── Kaynak metin

Aynı yıl, eski Kürdistan Teâlî Cemiyeti’nin üyeleri, Şeyh Said’in, Bedirhan Bey ve Cemil Paşa’nın çocukları ile birbiriyle didişen aşiret reislerinden oluşan karışık bir grup Lübnan’da Xoybun (Hoybun) adlı bir örgüt kurdular. Sedat Ulugana’ya göre Xoybun’un fikir babası Memduh Selim Bey’di. Kurucu kadroyu Şükrü Sekban, Mir Celadet Bedirhan, Mir Kamuran Bedirhan, Şerif Paşa, Haco Ağa, Berazi Aşireti Reisi Mustafa Şahin vardı. Kongrede Mir Celadet Bedirhan başkan seçilmişti. İhsan Nuri Bey ise “başkomutan” idi. Türkiye’de ise Hesenanlı Ferzende, Silemane Ehmed Beg, Zirkanlı Kerem Bey, Sipkanlı Halis Bey gibi önemli Kürt aşiret reisleri Xoybun’a katılmıştı. Türk istihbaratının iddiasına göre, Ermeni Taşnak Komitesi’nin bazı üyeleri de bu oluşumda rol almıştı. Eğer bu doğruysa, şehirli ve kırsal kökenli grupların veya bir zamanlar fail ve mağdur olarak karşı karşıya gelen Kürtlerin ve Ermenilerin zoraki evliliği ortaya çıkmıştı. Örgütün Kürt kanadının amacı, 1920 tarihli Sevr Barış Antlaşması’yla tanımlanan coğrafyada bağımsız bir Kürt devleti kurmaktı.

────
── Gösterilen bilgiler

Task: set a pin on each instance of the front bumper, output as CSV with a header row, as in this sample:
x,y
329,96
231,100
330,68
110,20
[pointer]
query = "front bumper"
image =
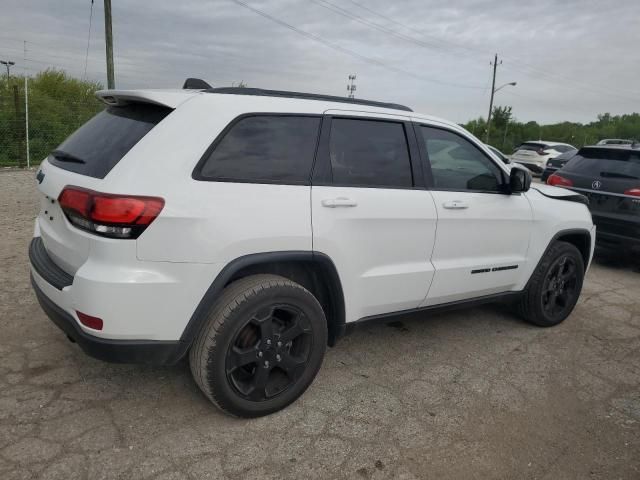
x,y
118,351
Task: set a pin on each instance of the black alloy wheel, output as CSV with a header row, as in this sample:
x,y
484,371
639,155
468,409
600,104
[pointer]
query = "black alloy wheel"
x,y
554,288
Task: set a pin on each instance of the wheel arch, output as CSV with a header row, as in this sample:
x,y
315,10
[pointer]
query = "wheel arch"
x,y
313,270
579,238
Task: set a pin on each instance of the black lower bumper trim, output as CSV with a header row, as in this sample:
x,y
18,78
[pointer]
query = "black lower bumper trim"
x,y
148,352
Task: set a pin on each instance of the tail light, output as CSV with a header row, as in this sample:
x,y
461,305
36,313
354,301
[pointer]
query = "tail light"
x,y
558,181
115,216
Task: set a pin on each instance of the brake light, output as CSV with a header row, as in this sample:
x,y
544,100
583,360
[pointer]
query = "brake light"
x,y
558,181
115,216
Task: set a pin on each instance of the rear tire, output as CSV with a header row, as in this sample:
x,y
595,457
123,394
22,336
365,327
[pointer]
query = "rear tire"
x,y
554,287
261,347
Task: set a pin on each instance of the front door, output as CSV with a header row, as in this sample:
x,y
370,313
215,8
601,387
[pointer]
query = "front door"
x,y
483,234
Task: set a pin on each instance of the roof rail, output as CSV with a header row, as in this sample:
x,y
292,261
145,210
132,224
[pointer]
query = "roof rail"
x,y
306,96
195,84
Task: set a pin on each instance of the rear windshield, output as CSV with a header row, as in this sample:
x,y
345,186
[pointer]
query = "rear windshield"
x,y
96,147
532,146
606,162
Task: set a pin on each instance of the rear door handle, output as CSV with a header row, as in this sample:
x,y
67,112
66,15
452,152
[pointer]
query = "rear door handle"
x,y
339,202
455,205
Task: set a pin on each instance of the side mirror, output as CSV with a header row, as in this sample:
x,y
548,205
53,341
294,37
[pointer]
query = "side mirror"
x,y
519,179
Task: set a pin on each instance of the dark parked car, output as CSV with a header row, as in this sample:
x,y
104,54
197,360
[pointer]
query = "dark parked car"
x,y
610,177
554,164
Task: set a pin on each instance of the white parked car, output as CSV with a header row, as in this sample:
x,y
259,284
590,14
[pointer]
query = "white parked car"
x,y
535,154
248,228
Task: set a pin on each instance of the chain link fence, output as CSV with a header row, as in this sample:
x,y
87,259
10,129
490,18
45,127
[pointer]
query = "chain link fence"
x,y
34,119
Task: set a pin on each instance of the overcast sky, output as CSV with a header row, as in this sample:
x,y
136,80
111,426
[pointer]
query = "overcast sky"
x,y
571,59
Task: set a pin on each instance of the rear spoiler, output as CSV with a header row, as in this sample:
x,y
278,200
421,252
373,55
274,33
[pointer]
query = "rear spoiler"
x,y
165,98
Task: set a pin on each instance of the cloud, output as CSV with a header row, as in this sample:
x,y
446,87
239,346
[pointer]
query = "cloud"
x,y
571,59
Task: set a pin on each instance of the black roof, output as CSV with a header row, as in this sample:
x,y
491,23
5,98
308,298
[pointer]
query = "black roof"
x,y
306,96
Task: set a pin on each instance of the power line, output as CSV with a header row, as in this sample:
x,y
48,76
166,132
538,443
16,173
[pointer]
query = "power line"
x,y
347,51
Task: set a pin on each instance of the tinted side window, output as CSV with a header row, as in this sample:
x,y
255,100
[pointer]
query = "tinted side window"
x,y
369,153
456,164
265,148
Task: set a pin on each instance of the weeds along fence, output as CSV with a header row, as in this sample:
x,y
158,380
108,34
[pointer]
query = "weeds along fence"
x,y
34,119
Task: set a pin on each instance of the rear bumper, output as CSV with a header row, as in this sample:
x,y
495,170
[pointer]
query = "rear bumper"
x,y
548,171
118,351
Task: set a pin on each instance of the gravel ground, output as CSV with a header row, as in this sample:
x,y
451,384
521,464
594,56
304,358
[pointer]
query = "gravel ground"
x,y
470,394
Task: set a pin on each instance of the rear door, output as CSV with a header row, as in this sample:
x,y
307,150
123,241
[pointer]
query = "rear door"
x,y
483,235
371,213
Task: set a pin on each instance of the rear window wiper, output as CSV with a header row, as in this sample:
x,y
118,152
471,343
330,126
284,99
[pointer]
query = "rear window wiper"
x,y
66,157
618,175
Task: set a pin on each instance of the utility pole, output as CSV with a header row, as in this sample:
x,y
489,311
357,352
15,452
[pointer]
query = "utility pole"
x,y
108,37
493,91
351,87
8,64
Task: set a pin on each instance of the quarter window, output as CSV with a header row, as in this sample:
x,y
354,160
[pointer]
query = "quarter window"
x,y
369,153
265,148
457,164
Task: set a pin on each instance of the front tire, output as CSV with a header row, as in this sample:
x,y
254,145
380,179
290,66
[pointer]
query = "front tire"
x,y
554,287
261,347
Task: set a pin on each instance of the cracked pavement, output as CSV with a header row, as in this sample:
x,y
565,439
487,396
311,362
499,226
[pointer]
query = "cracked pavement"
x,y
473,393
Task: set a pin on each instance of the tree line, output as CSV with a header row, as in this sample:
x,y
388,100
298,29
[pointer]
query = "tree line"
x,y
59,104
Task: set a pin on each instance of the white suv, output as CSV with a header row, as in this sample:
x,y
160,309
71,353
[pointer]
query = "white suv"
x,y
248,228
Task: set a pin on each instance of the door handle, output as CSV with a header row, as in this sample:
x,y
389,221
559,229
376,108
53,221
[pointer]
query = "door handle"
x,y
455,205
339,202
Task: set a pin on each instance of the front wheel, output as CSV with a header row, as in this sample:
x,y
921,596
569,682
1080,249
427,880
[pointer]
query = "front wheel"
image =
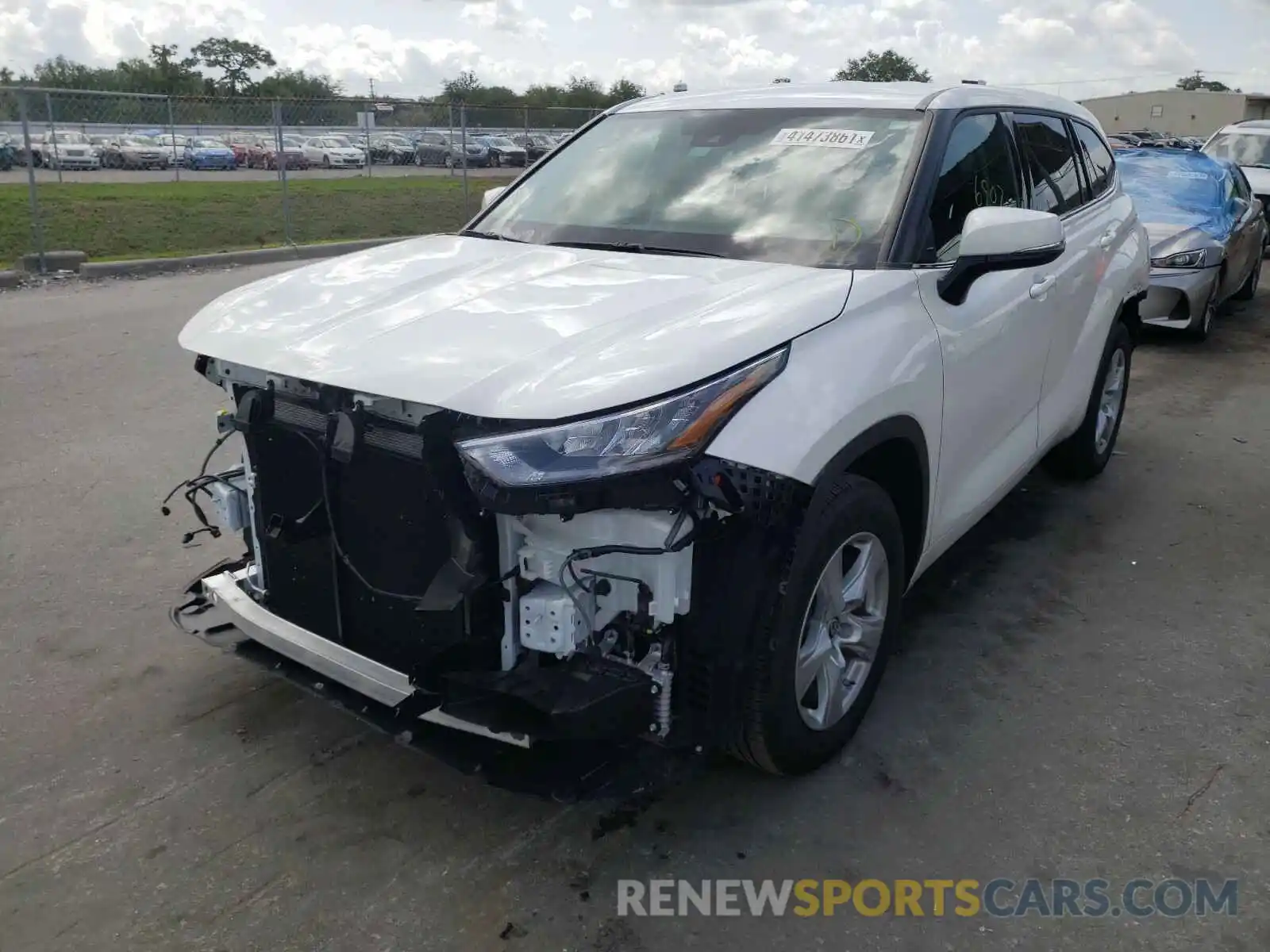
x,y
1203,325
1085,454
1250,286
833,624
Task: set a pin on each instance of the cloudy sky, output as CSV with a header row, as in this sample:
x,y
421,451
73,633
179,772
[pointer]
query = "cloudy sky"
x,y
1090,48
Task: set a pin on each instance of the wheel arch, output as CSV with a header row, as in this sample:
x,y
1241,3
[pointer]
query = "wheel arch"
x,y
893,454
1130,317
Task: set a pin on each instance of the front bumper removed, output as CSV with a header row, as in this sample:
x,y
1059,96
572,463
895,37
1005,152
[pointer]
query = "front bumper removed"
x,y
583,700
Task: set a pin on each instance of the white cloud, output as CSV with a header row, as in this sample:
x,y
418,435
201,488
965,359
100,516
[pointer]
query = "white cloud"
x,y
506,16
708,44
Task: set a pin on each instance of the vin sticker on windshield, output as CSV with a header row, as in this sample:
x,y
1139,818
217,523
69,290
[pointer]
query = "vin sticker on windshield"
x,y
826,139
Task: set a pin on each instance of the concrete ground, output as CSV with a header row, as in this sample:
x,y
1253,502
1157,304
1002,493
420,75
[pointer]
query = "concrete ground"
x,y
108,177
1081,693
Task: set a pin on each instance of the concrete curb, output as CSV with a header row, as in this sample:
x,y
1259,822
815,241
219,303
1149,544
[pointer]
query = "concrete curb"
x,y
262,255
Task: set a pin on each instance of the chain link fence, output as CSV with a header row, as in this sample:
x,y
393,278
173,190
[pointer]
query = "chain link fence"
x,y
137,175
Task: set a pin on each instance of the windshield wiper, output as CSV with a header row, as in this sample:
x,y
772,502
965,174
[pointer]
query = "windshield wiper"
x,y
635,248
491,235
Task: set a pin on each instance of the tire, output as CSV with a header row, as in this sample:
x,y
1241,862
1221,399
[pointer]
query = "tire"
x,y
779,730
1203,325
1086,454
1250,287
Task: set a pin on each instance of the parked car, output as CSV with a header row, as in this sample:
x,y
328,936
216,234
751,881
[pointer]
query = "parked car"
x,y
535,145
133,152
441,149
503,152
1206,232
391,149
241,144
654,447
264,154
64,150
1149,139
210,154
1248,145
173,145
333,152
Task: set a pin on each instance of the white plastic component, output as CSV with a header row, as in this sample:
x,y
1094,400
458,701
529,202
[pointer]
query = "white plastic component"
x,y
550,621
230,508
543,543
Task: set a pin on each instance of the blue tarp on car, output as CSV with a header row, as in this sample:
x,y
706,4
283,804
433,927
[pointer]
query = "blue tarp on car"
x,y
1178,187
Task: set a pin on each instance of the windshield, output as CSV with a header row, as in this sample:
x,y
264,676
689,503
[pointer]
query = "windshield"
x,y
812,187
1241,149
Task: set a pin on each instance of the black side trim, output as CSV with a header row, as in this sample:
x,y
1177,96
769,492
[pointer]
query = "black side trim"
x,y
905,428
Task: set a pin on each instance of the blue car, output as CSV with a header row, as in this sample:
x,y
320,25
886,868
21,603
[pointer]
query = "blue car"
x,y
209,154
1206,234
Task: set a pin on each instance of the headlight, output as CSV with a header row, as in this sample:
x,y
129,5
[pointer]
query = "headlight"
x,y
624,442
1185,259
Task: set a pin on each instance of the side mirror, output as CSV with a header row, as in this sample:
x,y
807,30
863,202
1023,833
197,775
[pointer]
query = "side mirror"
x,y
1001,240
491,197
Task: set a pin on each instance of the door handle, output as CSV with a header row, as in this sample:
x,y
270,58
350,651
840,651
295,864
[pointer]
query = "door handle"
x,y
1039,290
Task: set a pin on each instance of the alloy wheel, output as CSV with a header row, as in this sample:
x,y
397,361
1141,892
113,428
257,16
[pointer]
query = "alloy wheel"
x,y
1110,401
842,628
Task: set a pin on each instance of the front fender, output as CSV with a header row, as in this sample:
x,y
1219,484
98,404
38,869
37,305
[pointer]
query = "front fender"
x,y
878,361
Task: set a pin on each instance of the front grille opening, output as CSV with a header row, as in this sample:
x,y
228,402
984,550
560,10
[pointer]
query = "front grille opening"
x,y
394,526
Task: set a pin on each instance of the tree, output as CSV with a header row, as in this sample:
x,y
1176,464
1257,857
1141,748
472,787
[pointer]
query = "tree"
x,y
460,88
887,67
235,59
624,89
298,84
584,93
1197,80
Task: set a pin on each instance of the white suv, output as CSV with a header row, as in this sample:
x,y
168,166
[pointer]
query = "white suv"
x,y
1248,145
654,447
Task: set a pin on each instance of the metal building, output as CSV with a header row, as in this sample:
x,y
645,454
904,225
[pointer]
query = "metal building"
x,y
1178,111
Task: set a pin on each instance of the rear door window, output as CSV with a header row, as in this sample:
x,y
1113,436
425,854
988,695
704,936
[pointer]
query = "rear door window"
x,y
1099,164
1049,162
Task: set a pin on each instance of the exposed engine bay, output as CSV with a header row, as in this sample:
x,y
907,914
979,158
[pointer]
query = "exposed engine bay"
x,y
378,558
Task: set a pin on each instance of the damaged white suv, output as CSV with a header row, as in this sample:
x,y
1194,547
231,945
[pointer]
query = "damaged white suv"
x,y
654,447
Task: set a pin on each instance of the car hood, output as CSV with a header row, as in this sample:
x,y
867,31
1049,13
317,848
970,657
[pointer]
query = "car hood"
x,y
510,330
1172,238
1259,179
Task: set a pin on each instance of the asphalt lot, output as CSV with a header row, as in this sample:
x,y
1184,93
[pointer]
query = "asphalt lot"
x,y
1083,693
108,177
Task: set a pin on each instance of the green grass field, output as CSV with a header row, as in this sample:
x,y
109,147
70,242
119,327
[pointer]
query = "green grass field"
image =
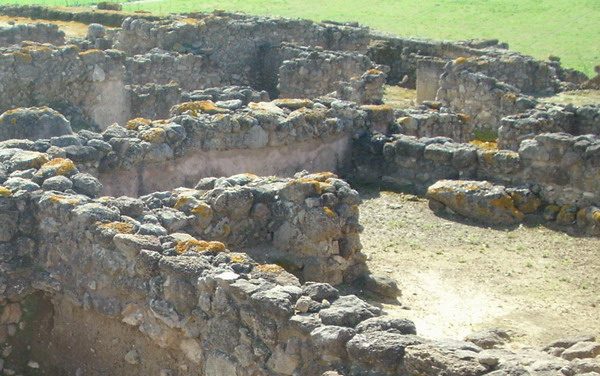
x,y
566,28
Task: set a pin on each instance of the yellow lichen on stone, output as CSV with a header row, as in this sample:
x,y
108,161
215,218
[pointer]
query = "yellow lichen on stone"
x,y
36,48
511,97
460,60
308,181
507,203
293,103
328,212
238,258
323,176
269,268
5,192
197,107
134,124
154,135
60,199
120,227
485,145
199,246
61,166
181,202
377,107
93,51
374,71
226,230
39,161
202,210
23,57
465,118
488,156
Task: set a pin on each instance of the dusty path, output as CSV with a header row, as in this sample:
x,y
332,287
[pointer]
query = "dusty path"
x,y
457,277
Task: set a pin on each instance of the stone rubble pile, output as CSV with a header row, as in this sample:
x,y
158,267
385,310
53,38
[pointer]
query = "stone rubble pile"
x,y
162,210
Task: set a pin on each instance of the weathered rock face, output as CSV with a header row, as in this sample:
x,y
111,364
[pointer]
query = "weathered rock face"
x,y
309,224
63,77
39,32
233,277
309,73
33,124
125,262
548,119
479,200
427,122
461,83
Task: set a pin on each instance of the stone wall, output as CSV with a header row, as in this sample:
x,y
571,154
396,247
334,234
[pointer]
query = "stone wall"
x,y
548,119
430,122
484,99
205,139
119,283
64,78
108,18
428,74
190,306
402,54
238,46
309,72
190,71
38,32
560,168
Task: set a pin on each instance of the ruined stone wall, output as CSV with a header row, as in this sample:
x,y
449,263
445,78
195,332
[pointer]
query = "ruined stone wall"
x,y
561,167
428,74
484,99
190,71
205,139
238,46
191,306
548,119
403,54
108,18
428,122
309,73
150,101
39,32
64,78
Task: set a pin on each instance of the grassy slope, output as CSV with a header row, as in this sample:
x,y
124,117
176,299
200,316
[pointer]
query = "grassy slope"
x,y
567,28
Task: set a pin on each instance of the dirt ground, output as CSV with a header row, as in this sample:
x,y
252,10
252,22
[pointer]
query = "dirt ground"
x,y
457,277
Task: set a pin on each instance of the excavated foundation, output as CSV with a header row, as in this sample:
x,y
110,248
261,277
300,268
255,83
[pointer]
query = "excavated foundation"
x,y
164,208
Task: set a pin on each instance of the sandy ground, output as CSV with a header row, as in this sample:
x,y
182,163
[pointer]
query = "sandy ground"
x,y
457,277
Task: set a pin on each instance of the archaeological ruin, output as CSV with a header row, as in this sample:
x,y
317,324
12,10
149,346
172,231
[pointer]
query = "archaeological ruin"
x,y
178,194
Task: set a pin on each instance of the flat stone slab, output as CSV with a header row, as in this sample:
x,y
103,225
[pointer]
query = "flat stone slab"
x,y
478,200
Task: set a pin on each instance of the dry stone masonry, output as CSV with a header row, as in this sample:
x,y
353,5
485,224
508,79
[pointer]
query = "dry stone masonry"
x,y
164,210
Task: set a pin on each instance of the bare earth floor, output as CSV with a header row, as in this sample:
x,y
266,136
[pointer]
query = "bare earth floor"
x,y
457,277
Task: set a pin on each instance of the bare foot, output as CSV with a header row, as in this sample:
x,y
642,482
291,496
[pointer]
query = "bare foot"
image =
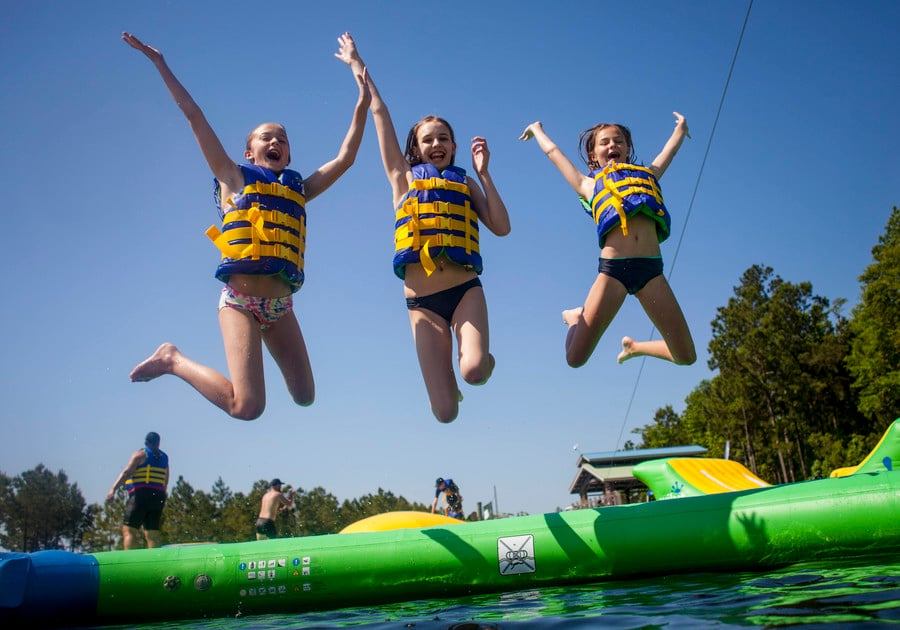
x,y
157,364
627,350
572,315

────

▸ Yönerge
Xoybun örgütünün kuruluşunu anlatan metni, son cümlesinden sonrasıyla sürdürün. Kayıtlar, metinden bağımsız ayrı bir malzemedir.

▸ Görev yanıtı
Örgüt, dağdaki hareketi yönetmek üzere, Osmanlı ordusunda (Kazım Karabekir’in komutasında) kurmay binbaşı olarak görev yapan ve Eylül 1924’teki Nasturi (Beytüşşebab) Ayaklanması’ndan sonra sırasıyla Suriye, Irak ve İran’a geçen Yüzbaşı İhsan Nuri Bey ve bir grup arkadaşını gönderdi. İşte “Beyazıt Olayı”, İhsan Nuri Bey ve Broyê Haskê Telli, Şemikanlı Timur, Ferzende gibi Xoybun kadrolarının ilk işlerinden biriydi.
Dağda bir cumhuriyet
1928’e gelindiğinde, isyancılar Ağrı Dağı’nda minyatür bir Kürt cumhuriyeti yaratmış ve bazı iddialara göre, İngilizlerin aracılığıyla Milletler Cemiyeti’ne bile başvurmuşlardı. Sarı, kırmızı ve yeşilli bayrakları, Ag(i)ri adlı gazeteleri, iyi eğitilmiş ve teçhiz edilmiş birkaç bin kişilik orduları vardı. Kısa sürede “Ağrı Kürt Cumhuriyeti”, Bitlis ve Van’ı da içine alacak kadar genişlemişti.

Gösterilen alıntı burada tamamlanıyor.